Given text:
- - -
Shaped Charge - Liner

Liner

The most common shape of the liner is conical, with an internal apex angle of 40 to 90 degrees. Different apex angles yield different distributions of jet mass and velocity. Small apex angles can result in jet bifurcation, or even in the failure of the jet to form at all; this is attributed to the collapse velocity being above a certain threshold, normally slightly higher than the liner material's bulk sound speed. Other widely used shapes include hemispheres, tulips, trumpets, ellipses, and bi-conics; the various shapes yield jets with different velocity and mass distributions.

Liners have been made from many materials, including various metals and glass. The deepest penetrations are achieved with a dense, ductile metal, and a very common choice has been copper. For some modern anti-armor weapons, molybdenum and pseudo-alloys of tungsten filler and copper binder (9:1, thus density is ~18 Mg/m3) have been adopted. Nearly every common metallic element has been tried, including aluminum, tungsten, tantalum, depleted uranium, lead, tin, cadmium, cobalt, magnesium, titanium, zinc, zirconium, molybdenum, beryllium, nickel, silver, and even gold and platinum. The selection of the material depends on the target to be penetrated; for example, aluminum has been found advantageous for concrete targets.

In early antitank weapons, copper was used as a liner material. Later, in the 1970s, it was found tantalum is superior to copper, due to its much higher density and very high ductility at high strain rates. Other high-density metals and alloys tend to have drawbacks in terms of price, toxicity, radioactivity, or lack of ductility.
- - -
Provided records:
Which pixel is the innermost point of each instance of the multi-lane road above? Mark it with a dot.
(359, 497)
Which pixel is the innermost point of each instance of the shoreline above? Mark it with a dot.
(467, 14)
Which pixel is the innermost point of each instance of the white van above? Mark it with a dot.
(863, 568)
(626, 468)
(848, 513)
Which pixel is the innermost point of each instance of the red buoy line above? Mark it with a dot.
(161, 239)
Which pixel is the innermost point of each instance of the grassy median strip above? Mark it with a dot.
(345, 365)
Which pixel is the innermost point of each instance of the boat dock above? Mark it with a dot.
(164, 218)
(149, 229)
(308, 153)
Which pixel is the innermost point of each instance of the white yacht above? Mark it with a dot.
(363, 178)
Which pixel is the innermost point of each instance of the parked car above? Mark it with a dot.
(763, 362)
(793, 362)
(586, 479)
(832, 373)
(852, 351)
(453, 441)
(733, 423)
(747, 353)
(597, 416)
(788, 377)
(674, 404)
- - -
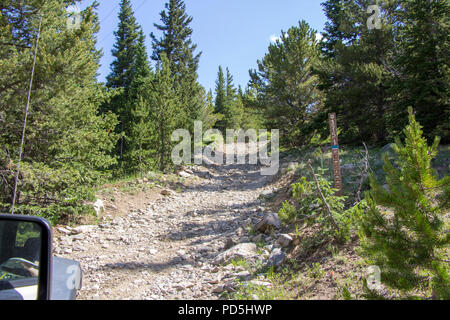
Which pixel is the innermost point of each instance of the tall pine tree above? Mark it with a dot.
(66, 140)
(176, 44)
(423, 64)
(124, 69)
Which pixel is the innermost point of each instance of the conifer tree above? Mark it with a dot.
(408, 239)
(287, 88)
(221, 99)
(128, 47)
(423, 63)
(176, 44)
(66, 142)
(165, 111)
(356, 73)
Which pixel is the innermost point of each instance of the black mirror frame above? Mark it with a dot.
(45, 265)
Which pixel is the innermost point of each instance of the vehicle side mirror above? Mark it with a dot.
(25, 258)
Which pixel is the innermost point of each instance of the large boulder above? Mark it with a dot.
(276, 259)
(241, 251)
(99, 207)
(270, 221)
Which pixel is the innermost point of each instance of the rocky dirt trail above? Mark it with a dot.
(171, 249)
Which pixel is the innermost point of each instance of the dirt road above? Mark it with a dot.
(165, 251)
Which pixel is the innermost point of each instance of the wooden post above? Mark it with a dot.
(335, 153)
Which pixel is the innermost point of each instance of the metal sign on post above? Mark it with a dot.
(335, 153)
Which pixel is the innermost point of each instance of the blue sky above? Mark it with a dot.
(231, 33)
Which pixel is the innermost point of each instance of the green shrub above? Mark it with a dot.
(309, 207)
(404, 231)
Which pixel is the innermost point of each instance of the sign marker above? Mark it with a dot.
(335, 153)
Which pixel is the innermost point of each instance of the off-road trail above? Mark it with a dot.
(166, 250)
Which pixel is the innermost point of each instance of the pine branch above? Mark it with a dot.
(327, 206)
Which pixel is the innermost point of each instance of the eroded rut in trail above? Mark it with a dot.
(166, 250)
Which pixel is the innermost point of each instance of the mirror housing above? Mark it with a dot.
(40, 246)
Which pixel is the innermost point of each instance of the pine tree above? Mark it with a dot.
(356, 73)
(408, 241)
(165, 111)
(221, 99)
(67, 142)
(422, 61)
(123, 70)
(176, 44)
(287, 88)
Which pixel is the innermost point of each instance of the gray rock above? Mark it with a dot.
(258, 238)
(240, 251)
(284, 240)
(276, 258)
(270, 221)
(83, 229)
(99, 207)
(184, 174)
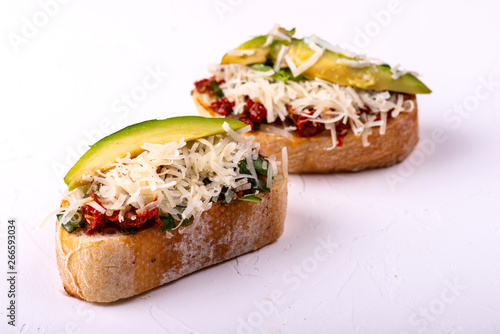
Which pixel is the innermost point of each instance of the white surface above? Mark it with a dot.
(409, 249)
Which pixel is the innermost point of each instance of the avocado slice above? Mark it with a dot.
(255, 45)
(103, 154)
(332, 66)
- - -
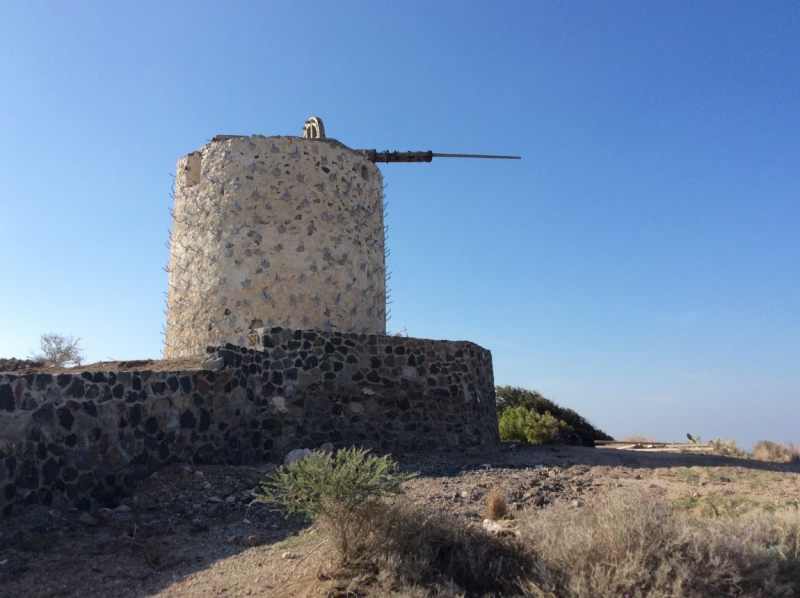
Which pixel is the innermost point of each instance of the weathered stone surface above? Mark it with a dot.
- - -
Task set:
A - Reproduce the part of the text on shaped-charge liners between "Shaped Charge - Liner" and "and mass distributions.", inclusive.
B - Answer these questions from the text on shaped-charge liners:
(i) What is the most common liner shape, and what range of internal apex angles does it have?
(ii) Which material has been found advantageous for concrete targets?
(iii) In which decade was tantalum found to be superior to copper?

Solutions to the problems:
A -
Shaped Charge - Liner

Liner

The most common shape of the liner is conical, with an internal apex angle of 40 to 90 degrees. Different apex angles yield different distributions of jet mass and velocity. Small apex angles can result in jet bifurcation, or even in the failure of the jet to form at all; this is attributed to the collapse velocity being above a certain threshold, normally slightly higher than the liner material's bulk sound speed. Other widely used shapes include hemispheres, tulips, trumpets, ellipses, and bi-conics; the various shapes yield jets with different velocity and mass distributions.

B -
(i) Conical, with an internal apex angle of 40 to 90 degrees.
(ii) Aluminum.
(iii) The 1970s.